*** Opening of DATA FOR PROCESSING ***
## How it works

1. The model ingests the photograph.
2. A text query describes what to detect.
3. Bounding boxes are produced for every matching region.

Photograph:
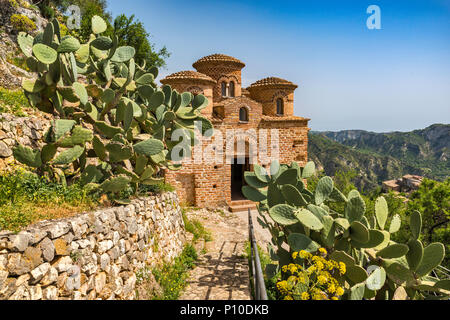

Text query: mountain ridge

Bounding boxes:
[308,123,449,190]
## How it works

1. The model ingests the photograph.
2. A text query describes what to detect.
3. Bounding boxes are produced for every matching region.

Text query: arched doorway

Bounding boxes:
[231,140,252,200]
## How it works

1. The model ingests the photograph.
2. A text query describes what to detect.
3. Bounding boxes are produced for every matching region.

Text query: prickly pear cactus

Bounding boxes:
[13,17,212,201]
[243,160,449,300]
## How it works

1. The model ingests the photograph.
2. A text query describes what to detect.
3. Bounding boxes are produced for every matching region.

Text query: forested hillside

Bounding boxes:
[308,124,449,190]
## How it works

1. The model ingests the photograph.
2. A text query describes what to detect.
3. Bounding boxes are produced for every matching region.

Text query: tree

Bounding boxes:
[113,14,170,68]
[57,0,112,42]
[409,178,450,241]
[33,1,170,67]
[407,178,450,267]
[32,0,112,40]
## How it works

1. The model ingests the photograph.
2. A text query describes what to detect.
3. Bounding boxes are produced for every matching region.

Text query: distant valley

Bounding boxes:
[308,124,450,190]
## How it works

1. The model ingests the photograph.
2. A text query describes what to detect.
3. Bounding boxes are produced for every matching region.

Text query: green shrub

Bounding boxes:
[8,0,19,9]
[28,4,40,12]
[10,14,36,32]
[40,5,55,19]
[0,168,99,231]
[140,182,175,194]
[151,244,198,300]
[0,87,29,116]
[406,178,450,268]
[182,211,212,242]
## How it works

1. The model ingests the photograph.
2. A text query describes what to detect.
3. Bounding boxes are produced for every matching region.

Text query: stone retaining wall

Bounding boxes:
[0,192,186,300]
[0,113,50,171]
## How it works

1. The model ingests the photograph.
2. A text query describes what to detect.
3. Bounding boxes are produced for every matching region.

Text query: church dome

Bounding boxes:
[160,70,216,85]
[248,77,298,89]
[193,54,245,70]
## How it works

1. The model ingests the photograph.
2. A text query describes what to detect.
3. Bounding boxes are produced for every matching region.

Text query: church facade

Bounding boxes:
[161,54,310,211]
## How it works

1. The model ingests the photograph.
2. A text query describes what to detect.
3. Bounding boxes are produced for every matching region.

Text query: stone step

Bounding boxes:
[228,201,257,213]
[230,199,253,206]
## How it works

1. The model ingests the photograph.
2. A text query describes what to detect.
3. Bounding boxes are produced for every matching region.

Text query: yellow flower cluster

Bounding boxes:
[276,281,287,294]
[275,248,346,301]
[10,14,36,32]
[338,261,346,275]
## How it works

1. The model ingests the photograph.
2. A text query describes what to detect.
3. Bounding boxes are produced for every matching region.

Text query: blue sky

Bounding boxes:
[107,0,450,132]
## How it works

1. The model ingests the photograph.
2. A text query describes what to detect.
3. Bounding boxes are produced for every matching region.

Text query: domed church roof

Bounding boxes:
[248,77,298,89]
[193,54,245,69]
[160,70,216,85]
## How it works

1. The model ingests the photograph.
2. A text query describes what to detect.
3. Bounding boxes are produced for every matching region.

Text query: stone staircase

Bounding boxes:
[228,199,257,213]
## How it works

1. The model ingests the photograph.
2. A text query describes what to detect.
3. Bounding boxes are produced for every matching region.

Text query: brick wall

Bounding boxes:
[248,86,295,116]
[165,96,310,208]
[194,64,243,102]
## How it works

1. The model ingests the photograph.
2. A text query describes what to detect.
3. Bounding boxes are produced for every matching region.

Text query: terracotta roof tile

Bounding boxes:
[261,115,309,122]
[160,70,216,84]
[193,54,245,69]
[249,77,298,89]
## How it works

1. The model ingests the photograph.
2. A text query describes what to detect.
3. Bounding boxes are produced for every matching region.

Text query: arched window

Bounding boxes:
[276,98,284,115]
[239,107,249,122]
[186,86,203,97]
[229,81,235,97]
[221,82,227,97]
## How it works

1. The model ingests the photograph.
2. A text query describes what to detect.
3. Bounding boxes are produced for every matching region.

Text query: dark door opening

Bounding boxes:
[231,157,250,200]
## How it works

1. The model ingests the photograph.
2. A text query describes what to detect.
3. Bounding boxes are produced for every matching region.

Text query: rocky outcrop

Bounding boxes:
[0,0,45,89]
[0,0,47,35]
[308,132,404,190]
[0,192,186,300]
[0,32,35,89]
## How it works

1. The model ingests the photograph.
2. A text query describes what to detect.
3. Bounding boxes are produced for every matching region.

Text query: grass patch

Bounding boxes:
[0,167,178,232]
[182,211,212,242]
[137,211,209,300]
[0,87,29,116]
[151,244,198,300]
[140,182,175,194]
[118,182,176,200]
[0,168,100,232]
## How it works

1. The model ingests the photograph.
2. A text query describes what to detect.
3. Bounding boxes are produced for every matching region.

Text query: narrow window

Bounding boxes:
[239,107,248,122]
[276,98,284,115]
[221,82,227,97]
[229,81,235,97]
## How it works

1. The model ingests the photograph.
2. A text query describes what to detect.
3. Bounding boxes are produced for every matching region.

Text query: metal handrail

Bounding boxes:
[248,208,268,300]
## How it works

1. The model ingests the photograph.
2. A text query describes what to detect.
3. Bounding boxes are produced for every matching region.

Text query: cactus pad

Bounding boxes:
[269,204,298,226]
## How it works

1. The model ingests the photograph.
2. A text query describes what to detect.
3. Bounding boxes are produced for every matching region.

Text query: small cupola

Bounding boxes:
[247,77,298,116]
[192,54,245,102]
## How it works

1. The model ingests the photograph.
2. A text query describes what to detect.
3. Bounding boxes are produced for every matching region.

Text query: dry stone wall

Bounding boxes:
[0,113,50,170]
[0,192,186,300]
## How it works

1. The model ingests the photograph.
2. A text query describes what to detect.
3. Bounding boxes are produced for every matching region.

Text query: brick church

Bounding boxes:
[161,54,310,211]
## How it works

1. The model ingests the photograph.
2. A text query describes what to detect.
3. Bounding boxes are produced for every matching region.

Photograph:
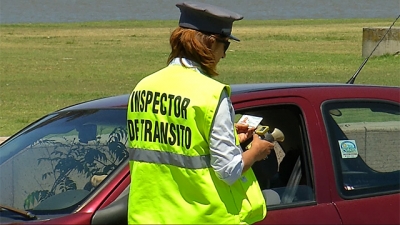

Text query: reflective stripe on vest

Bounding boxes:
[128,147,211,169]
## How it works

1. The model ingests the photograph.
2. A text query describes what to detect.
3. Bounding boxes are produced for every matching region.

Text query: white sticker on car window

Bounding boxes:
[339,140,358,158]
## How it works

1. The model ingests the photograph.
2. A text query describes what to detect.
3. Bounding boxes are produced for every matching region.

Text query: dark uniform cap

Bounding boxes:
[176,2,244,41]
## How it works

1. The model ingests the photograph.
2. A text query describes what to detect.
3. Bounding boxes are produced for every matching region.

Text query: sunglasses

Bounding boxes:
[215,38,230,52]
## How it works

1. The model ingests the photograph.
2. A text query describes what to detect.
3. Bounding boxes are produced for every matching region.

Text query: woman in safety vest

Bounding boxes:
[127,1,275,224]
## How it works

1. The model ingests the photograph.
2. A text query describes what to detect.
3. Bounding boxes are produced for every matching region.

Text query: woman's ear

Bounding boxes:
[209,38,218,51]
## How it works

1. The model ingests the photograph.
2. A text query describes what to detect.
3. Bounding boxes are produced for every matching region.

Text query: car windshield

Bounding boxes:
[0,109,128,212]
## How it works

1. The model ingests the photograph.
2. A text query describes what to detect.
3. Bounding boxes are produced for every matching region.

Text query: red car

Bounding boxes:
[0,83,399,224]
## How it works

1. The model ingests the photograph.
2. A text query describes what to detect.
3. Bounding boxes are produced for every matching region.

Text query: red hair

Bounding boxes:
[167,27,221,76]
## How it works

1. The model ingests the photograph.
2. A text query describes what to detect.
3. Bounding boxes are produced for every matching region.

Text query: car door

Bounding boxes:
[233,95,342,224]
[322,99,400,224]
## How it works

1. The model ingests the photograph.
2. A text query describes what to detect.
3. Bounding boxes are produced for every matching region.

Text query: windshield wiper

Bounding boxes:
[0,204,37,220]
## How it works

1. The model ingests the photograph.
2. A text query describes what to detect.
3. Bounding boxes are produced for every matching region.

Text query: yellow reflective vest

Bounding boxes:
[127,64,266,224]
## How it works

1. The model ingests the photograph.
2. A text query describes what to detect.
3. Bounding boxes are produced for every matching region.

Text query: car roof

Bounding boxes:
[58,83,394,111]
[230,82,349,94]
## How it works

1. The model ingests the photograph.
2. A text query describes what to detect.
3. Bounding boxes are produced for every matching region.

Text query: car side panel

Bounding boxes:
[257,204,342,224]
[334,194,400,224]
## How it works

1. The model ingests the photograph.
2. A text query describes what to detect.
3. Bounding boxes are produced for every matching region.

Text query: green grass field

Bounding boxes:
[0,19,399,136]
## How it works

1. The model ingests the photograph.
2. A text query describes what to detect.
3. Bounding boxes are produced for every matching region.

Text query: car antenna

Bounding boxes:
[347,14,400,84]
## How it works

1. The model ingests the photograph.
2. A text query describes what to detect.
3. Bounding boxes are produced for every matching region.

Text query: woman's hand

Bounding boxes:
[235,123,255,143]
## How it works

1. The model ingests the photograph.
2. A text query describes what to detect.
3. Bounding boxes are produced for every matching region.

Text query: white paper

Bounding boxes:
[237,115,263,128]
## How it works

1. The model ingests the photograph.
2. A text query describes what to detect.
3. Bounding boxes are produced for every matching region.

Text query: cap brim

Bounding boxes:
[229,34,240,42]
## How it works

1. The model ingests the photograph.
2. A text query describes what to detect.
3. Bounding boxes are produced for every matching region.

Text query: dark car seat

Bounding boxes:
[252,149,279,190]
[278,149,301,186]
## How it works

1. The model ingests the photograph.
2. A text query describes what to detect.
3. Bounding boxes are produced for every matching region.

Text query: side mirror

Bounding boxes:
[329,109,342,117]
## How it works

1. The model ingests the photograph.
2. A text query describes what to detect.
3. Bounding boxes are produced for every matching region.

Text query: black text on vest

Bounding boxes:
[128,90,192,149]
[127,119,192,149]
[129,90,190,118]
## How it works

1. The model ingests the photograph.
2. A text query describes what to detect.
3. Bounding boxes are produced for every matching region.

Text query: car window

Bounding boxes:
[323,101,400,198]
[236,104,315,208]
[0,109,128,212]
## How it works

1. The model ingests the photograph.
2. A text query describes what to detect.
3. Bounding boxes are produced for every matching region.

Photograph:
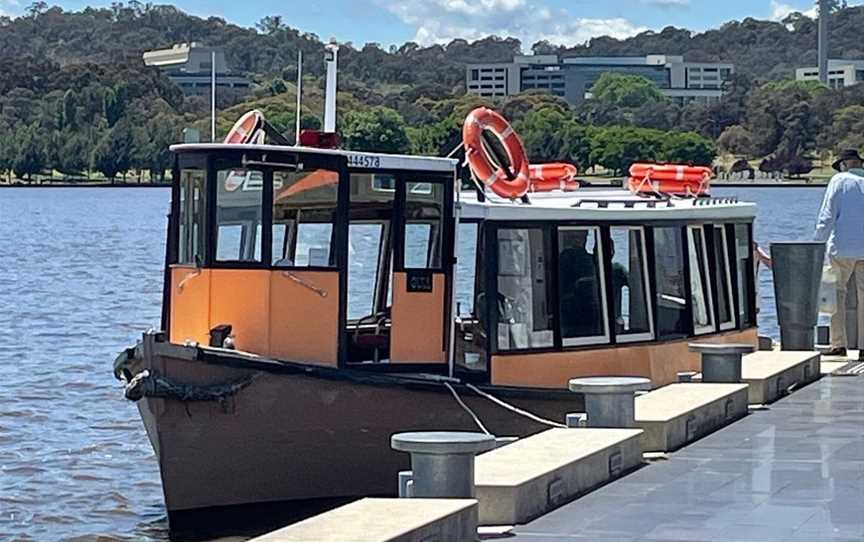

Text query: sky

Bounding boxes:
*** Close of DATA FOR PROCESSING ***
*** Opening of DATA FOR PROCESSING ***
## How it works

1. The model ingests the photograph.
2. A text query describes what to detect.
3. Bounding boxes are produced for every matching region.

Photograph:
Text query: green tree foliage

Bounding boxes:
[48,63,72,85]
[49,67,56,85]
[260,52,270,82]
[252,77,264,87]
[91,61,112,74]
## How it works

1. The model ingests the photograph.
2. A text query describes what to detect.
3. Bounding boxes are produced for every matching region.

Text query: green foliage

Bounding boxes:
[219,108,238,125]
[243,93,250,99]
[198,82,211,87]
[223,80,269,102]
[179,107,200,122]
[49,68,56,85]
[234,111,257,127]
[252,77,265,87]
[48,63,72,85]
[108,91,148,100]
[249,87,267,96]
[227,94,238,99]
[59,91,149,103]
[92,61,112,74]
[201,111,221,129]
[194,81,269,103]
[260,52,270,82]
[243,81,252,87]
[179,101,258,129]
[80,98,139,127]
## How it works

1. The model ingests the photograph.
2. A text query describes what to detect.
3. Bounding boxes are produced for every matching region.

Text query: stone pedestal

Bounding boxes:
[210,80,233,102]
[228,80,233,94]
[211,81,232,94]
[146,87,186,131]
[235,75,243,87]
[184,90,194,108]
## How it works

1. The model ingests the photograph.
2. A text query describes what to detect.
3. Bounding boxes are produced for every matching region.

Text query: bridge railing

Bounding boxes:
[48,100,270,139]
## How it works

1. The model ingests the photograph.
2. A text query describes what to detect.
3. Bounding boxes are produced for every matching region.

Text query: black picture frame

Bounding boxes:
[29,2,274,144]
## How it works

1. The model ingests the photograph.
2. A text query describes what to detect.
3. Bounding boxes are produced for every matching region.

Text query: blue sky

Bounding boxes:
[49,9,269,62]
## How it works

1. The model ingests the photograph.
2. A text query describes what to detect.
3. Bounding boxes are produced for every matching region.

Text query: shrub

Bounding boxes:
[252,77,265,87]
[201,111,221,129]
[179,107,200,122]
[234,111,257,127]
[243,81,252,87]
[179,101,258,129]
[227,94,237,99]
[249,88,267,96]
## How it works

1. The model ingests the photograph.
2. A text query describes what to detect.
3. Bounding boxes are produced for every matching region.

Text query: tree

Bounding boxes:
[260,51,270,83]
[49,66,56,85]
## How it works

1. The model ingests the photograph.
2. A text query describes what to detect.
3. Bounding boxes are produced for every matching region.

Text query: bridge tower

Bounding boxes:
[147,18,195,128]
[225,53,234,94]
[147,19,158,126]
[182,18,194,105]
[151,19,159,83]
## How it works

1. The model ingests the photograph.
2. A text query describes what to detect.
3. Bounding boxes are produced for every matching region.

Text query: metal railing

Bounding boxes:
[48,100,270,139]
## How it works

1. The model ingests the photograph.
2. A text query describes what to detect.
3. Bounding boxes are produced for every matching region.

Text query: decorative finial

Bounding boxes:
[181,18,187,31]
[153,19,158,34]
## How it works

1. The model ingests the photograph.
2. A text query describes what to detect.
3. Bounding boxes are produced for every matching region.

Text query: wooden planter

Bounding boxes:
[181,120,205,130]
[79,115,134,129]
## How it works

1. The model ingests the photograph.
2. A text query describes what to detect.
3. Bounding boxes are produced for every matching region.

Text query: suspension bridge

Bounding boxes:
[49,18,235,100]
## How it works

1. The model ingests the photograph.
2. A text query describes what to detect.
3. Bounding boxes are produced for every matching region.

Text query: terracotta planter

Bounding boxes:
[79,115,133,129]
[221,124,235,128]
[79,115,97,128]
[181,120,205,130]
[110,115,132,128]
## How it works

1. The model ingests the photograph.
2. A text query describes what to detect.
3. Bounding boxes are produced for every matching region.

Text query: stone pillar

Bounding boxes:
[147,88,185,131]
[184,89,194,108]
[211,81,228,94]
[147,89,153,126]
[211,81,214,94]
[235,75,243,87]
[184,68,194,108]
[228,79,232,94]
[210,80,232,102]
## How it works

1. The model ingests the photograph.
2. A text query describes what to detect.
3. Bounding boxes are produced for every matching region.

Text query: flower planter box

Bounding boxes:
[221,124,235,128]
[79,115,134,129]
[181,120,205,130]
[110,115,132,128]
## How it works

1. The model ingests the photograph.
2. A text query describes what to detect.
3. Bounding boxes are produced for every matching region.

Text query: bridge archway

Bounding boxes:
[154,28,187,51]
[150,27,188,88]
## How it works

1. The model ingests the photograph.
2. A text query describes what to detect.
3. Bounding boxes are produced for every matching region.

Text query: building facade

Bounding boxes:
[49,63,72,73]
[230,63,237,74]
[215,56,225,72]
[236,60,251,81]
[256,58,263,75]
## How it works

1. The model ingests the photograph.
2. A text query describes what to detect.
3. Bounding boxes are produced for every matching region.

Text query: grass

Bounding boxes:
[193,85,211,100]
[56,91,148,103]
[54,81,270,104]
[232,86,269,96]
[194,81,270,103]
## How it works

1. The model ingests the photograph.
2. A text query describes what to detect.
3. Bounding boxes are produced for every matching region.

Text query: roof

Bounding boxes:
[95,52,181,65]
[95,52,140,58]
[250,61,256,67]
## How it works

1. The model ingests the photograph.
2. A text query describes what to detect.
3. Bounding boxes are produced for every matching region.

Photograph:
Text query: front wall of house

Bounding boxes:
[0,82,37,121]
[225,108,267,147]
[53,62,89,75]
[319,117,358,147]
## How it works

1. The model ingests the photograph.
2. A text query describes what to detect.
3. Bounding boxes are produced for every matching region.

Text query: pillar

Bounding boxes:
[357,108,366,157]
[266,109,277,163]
*** Close of DATA FOR PROCESSING ***
*** Opening of DATA FOR PROCESSING ***
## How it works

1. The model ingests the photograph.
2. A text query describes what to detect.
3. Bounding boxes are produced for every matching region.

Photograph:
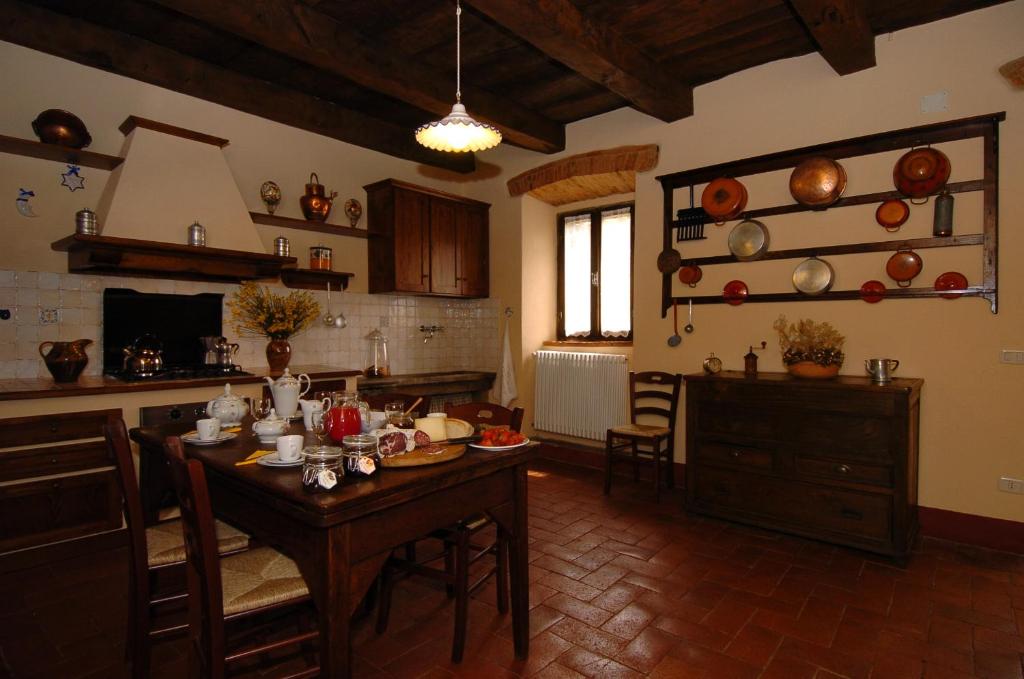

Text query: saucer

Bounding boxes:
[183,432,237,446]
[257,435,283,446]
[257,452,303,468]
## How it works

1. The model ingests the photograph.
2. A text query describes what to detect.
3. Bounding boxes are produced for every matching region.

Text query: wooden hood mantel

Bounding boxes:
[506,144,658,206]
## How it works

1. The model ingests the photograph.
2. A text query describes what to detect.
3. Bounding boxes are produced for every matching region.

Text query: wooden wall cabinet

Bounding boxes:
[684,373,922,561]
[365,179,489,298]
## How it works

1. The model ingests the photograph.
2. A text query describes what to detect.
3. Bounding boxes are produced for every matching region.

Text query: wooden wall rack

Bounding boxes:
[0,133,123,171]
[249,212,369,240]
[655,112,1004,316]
*** Close of DATA FOR PROCESSING ***
- _ACTIVITY_:
Each line in the records above with "woman" must be returned.

- _SOLUTION BELOW_:
Text query: woman in safety vest
Text query: woman's ear
Text query: woman's hand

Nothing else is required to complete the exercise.